- **TEXT FOR ANALYSIS**:
——————
I recently watched a re-broadcast of the 1972 film Conquest of the Planet of the Apes. This may have sensitized me to the news story (which came to my attention via Posthuman Blues) of orang-utans using spears to attempt to catch fish as well as learning to swim. This, in turn, is reminiscent of recent reports of chimpanzees in Senegal using spears to catch and kill bush babies, their own primate brethren and preferred lunch, which they eat in a sashimi-like raw form, un-barbecued, having not yet played SimEarth or Civilization to the point where they realize the importance of acquiring the Fire technology.
But it is not just spear technology that our primate brothers are excelling in these days. Another recent report found that rhesus monkeys had the ability to estimate arithmetic sums visually only a little worse than university students. Before you hire a rhesus monkey to do your taxes, consider the fact that human intelligence (at least as measured by IQ tests) has been rising for decades, in a mystery known as the Flynn Effect. The accelerating pace of human evolution, 100 times above baseline levels, is probably not sufficient to account for changes in IQ observed over time frames as short as 10 years or less (unless a whole lot of people at the very bottom of the IQ scale are winning the Darwin Award, and the death rates are not high enough for that).
——————
[Free-text descriptions of objects]
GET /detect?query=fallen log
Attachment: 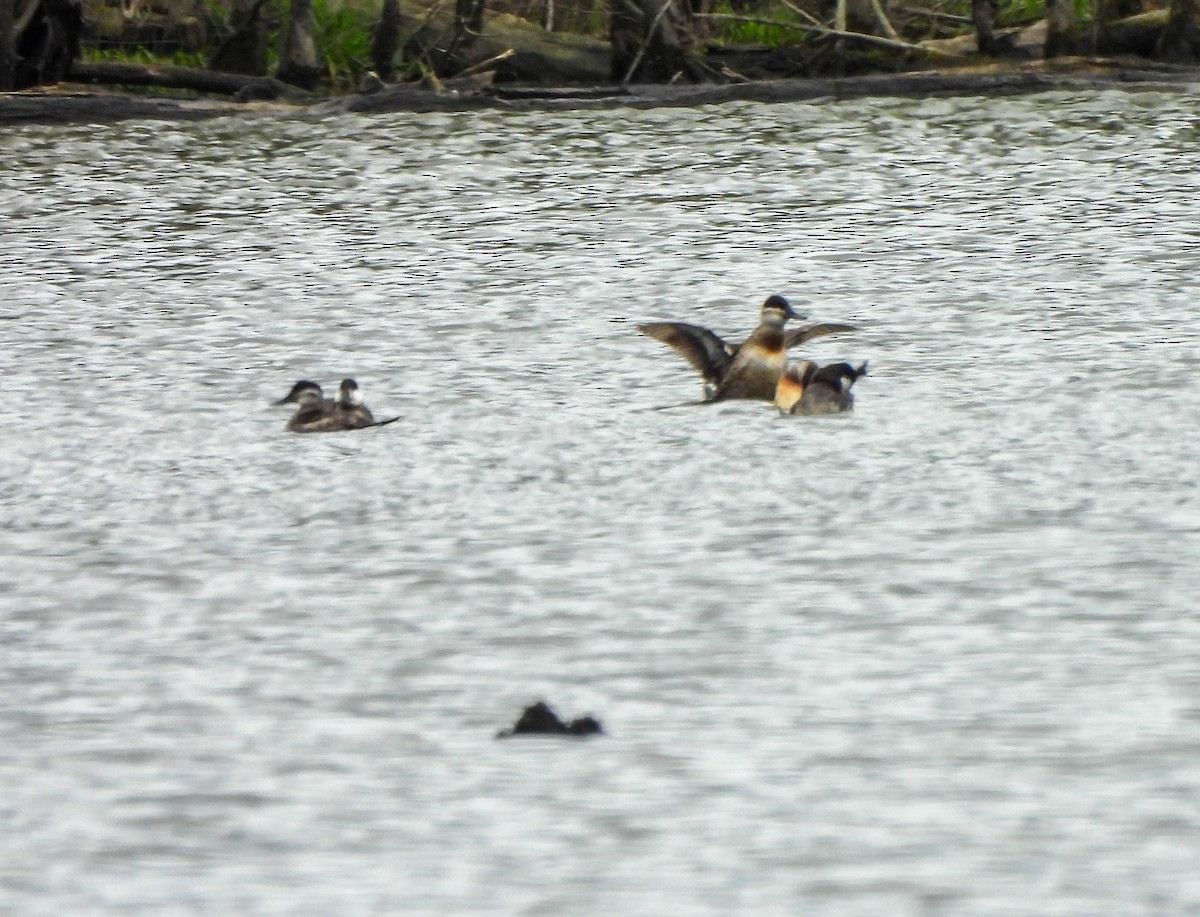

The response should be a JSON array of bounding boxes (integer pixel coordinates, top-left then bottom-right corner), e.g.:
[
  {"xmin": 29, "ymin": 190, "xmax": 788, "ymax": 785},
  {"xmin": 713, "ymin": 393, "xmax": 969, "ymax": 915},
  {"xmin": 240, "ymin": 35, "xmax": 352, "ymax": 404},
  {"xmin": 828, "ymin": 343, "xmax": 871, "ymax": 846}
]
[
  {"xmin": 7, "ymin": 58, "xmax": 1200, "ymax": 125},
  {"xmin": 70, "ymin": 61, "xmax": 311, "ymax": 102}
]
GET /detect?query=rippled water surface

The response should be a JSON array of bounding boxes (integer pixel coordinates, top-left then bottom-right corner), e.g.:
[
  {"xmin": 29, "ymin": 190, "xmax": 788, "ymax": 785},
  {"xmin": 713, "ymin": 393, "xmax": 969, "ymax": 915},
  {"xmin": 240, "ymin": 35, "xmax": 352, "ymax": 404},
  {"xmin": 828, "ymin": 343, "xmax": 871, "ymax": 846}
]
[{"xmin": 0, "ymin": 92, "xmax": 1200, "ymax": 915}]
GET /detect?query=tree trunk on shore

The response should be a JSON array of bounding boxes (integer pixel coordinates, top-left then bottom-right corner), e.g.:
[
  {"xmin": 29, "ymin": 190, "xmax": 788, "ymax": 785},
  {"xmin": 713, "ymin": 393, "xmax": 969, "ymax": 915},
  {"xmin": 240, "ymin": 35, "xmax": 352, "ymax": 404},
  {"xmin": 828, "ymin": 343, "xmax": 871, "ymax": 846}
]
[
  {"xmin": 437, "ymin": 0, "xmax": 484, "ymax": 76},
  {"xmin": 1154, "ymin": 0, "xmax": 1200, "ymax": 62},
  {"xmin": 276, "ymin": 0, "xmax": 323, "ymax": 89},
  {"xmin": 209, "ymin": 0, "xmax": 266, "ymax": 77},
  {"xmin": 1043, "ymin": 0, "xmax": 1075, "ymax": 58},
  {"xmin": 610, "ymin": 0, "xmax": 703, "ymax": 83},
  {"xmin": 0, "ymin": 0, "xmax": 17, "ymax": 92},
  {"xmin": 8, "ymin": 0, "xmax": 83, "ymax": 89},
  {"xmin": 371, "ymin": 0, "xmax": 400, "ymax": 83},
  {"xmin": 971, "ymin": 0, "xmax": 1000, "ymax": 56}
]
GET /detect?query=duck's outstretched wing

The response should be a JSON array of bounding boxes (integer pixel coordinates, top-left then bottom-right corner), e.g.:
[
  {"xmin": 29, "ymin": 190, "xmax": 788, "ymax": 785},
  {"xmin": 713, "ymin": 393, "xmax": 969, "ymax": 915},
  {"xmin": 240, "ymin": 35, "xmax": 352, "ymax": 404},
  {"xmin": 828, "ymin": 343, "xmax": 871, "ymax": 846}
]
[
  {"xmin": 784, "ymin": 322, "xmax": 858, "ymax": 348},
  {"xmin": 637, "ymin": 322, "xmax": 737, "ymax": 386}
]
——————
- **ASSIGNMENT**:
In the text about primates using tools, how did the rhesus monkeys' ability to estimate arithmetic sums visually compare with that of university students?

- **RESULT OF THIS TASK**:
It was only a little worse than the university students' ability.